:: What is being asked ::
Find the line containing "Target — meadow" in the entries below. Restate it and each line after it, word for word, up to and including the line containing "Target — custom range hood".

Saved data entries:
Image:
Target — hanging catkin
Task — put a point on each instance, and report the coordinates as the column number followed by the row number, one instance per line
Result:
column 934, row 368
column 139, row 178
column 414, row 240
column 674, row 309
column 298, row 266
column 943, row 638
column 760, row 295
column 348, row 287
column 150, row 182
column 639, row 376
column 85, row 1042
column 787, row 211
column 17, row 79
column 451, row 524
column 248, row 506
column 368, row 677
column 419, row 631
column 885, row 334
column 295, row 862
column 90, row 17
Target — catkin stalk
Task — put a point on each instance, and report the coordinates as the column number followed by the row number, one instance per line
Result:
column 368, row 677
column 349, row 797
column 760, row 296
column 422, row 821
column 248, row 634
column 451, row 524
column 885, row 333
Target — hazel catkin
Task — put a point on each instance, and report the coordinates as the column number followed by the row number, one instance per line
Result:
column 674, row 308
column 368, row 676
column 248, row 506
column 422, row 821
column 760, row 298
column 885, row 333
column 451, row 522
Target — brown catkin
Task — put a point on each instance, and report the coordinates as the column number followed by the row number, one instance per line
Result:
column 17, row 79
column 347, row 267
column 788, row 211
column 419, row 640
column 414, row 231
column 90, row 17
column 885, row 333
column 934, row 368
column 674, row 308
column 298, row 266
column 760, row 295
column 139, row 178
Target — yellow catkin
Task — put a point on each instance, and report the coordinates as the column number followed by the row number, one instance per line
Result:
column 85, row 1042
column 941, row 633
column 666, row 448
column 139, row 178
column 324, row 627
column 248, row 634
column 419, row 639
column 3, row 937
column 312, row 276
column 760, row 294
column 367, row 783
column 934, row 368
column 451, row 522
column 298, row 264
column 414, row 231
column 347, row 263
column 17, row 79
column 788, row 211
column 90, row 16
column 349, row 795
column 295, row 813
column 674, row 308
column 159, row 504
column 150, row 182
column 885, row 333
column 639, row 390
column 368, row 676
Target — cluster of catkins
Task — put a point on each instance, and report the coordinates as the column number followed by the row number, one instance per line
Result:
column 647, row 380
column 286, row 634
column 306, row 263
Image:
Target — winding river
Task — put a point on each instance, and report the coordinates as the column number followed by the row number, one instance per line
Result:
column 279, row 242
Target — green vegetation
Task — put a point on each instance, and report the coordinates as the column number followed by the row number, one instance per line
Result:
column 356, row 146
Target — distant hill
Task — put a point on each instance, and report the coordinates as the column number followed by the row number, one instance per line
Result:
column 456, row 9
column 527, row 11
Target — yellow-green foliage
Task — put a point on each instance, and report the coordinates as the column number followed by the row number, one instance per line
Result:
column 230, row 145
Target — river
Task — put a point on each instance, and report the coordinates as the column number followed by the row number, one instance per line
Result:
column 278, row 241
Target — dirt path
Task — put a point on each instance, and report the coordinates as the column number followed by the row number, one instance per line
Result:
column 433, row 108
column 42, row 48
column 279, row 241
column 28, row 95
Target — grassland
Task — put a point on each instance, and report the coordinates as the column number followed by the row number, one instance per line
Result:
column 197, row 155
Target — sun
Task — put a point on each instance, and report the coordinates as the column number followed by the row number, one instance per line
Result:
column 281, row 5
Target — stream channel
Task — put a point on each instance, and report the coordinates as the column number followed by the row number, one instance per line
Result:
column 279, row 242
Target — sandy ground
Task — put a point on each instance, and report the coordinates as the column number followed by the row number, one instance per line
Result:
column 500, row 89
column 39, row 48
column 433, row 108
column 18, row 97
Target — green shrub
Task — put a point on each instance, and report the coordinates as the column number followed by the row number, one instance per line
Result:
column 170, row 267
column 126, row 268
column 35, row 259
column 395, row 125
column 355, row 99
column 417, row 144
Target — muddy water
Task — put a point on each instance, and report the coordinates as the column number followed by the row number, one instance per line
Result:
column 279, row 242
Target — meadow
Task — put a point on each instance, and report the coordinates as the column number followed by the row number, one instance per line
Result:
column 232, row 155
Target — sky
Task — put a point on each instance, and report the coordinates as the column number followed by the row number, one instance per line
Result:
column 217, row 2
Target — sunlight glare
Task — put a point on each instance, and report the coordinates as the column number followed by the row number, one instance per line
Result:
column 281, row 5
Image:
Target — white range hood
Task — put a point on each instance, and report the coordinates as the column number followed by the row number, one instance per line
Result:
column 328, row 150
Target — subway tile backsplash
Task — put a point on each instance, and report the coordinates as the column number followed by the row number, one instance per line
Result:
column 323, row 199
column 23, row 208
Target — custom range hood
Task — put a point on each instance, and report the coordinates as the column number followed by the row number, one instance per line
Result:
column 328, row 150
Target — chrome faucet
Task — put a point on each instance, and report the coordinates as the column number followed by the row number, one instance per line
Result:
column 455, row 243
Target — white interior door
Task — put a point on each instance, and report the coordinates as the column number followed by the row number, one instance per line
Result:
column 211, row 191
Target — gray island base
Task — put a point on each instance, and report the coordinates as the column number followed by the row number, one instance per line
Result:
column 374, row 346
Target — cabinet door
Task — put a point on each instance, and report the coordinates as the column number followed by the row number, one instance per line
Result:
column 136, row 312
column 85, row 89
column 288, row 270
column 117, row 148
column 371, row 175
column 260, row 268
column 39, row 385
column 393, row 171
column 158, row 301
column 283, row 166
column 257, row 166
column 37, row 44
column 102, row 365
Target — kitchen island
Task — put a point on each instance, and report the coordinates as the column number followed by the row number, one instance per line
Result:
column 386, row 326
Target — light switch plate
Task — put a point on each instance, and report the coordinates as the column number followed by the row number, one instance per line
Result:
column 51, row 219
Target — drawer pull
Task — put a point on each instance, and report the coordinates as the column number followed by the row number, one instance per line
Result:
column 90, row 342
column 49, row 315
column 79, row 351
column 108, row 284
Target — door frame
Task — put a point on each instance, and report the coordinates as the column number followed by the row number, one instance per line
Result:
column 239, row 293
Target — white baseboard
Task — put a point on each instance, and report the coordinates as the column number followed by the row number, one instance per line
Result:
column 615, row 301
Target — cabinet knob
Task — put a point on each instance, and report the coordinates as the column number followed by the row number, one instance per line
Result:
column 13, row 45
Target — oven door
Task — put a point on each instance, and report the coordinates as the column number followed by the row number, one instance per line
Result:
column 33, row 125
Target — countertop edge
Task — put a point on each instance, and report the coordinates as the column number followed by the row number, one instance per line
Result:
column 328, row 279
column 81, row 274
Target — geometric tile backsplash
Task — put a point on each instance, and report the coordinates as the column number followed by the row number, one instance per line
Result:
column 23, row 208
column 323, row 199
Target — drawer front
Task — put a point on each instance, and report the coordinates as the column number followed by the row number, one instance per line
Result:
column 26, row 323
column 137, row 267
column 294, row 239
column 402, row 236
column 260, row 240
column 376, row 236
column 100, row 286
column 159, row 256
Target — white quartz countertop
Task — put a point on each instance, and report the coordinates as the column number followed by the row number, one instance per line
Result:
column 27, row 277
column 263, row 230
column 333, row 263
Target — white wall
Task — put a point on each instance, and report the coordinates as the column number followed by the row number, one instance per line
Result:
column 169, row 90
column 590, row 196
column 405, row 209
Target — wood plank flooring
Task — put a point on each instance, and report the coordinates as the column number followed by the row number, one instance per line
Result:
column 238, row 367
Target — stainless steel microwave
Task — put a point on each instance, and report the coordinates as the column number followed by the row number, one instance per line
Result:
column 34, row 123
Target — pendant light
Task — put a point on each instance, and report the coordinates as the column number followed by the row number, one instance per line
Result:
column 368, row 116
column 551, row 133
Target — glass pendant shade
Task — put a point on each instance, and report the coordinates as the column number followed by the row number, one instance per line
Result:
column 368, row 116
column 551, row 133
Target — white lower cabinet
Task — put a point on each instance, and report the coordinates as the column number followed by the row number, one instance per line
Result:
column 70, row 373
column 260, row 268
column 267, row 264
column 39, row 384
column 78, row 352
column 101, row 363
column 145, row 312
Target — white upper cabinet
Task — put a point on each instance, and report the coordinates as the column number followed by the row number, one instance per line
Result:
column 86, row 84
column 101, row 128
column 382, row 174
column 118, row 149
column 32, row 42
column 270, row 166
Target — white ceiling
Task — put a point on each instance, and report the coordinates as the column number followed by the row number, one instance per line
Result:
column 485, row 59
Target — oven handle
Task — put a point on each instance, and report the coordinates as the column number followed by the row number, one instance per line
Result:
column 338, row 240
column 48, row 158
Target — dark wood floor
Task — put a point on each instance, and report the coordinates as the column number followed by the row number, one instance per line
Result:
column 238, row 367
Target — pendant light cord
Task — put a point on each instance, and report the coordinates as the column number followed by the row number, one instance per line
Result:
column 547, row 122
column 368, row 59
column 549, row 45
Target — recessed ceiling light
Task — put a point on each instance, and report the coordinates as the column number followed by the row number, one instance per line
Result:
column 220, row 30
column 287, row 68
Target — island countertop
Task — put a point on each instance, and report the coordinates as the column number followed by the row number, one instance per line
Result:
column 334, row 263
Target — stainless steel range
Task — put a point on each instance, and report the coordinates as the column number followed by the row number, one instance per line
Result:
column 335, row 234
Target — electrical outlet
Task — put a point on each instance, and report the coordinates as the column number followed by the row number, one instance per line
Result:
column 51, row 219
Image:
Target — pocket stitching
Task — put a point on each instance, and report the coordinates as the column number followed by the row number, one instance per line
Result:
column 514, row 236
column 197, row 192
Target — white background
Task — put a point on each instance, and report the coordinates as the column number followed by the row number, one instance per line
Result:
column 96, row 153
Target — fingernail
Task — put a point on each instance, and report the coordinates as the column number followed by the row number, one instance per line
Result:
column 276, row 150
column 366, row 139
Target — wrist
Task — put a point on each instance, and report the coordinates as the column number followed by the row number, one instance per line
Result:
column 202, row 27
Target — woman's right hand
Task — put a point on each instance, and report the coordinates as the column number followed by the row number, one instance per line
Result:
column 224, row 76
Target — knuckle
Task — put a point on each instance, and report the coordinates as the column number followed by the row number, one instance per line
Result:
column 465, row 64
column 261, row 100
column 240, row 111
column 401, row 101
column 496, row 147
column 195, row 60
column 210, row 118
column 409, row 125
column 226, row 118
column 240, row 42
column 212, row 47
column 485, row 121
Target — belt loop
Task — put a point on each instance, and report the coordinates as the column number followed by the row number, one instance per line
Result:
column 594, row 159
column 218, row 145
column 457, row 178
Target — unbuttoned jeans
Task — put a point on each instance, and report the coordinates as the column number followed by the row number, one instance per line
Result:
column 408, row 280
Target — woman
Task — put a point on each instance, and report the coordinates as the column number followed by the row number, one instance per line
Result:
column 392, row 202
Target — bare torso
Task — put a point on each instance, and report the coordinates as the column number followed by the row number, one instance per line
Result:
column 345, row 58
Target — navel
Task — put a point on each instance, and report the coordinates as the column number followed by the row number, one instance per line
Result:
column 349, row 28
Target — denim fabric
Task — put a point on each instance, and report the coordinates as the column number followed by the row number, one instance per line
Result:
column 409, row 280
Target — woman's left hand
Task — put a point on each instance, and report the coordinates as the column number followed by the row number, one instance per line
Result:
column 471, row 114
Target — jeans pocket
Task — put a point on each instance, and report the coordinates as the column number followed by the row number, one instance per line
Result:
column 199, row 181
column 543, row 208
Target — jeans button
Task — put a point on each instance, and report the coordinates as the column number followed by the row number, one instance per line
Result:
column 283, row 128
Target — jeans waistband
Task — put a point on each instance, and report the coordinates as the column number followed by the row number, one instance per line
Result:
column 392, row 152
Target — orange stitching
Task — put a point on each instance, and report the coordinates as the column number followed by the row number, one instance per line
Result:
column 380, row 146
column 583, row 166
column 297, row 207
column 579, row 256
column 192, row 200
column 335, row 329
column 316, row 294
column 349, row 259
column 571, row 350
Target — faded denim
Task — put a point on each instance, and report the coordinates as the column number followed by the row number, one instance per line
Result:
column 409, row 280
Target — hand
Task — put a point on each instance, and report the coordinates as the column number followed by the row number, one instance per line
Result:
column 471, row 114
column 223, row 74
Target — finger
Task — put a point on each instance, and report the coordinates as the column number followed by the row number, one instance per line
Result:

:: Your response ::
Target — meadow
Task — put a point on each instance, and report the coordinates as the column number followed by the row number, one instance per line
Result:
column 232, row 155
Target — sky
Task — put a point on each instance, and report the coordinates as the column number followed by the row number, one instance per line
Result:
column 217, row 2
Target — sunlight glare
Task — put a point on each instance, and report the coordinates as the column number followed by the row number, one instance per line
Result:
column 281, row 5
Image:
Target — white range hood
Task — put a point on each instance, and report the coordinates as the column number followed by the row number, one instance per line
Result:
column 328, row 150
Target — subway tile backsplash
Task — put a point on each instance, and report the coordinates as the column number followed by the row number, one instance per line
Result:
column 323, row 199
column 23, row 208
Target — custom range hood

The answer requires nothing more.